**TASK REQUIREMENTS**
Pull out each line in the records below that contains the string "doorway", and copy those lines in full. Treat uppercase and lowercase letters as different when matching.

- - - - -

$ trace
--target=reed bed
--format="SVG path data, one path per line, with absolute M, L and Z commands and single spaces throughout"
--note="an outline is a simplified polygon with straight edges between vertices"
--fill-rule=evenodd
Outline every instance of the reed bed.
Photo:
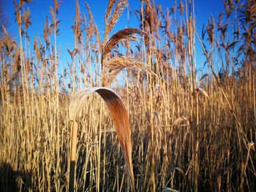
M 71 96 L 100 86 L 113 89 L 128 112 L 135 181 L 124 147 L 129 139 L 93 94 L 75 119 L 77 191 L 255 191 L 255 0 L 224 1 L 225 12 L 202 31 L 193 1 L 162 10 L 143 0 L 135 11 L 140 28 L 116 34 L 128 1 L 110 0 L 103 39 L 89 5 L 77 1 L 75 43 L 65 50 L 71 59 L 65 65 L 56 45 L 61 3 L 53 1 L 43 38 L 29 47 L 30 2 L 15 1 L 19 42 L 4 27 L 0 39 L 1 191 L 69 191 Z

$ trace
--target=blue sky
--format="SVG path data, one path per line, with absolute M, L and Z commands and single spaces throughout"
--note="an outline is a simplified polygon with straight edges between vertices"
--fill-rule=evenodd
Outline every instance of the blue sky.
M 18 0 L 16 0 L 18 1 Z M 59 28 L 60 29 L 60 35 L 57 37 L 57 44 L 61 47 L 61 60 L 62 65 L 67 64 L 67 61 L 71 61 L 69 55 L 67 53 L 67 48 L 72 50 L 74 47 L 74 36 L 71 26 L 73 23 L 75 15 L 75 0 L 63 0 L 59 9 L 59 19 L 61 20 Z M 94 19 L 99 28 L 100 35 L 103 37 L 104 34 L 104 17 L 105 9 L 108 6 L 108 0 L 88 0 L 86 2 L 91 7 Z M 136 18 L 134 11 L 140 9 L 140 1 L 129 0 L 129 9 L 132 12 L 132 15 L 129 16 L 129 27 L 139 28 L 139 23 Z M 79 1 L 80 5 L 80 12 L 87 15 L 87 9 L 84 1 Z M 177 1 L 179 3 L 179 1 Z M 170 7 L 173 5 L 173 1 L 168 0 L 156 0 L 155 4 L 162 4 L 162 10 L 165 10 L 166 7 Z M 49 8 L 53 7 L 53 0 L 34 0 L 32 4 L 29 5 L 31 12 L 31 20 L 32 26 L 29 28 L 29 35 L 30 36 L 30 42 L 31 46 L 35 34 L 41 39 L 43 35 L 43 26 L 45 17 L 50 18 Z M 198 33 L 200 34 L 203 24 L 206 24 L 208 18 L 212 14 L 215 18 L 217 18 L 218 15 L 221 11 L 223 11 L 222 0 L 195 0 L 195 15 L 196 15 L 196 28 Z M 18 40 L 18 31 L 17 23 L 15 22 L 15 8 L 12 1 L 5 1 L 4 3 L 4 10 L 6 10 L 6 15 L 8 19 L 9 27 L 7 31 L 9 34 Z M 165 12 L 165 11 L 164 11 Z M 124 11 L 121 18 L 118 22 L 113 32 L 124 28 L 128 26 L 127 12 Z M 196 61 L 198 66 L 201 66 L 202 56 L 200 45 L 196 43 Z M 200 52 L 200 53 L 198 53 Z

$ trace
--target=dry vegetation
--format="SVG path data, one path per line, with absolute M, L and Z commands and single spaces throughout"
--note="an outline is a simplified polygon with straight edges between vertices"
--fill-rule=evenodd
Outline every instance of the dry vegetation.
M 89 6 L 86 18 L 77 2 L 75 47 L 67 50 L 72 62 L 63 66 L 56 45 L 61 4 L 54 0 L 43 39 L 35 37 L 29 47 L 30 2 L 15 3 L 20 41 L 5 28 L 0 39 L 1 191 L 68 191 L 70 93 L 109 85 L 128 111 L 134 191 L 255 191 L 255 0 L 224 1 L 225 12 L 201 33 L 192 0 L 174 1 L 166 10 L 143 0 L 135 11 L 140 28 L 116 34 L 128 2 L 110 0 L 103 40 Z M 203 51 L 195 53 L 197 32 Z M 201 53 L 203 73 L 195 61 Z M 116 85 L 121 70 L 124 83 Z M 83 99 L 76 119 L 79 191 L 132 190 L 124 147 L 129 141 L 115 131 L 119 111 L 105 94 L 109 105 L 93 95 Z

- - - - -

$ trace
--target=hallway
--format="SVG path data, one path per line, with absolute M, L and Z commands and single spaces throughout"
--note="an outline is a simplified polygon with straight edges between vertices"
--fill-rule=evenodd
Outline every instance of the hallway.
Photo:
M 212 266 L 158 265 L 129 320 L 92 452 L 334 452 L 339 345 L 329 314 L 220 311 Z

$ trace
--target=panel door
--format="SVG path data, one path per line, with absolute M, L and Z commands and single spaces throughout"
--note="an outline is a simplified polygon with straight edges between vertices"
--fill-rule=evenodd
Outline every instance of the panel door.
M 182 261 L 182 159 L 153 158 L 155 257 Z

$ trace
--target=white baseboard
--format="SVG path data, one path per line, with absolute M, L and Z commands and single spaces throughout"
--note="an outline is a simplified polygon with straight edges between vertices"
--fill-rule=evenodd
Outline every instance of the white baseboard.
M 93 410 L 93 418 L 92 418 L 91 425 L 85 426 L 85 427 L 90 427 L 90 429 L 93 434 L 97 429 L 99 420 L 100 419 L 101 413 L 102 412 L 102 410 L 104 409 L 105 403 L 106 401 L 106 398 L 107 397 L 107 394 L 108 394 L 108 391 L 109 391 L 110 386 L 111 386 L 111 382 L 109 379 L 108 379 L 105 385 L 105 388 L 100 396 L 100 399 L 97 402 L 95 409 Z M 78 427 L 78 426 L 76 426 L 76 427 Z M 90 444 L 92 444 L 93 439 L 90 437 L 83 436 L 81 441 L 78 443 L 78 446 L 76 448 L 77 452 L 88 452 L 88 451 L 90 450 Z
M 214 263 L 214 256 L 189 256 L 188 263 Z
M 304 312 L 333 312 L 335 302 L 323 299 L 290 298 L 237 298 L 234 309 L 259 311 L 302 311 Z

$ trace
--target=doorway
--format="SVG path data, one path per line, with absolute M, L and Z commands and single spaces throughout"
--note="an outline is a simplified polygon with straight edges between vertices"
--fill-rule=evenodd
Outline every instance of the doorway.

- - - - -

**THE REPLY**
--target=doorway
Outline every instance of the doorway.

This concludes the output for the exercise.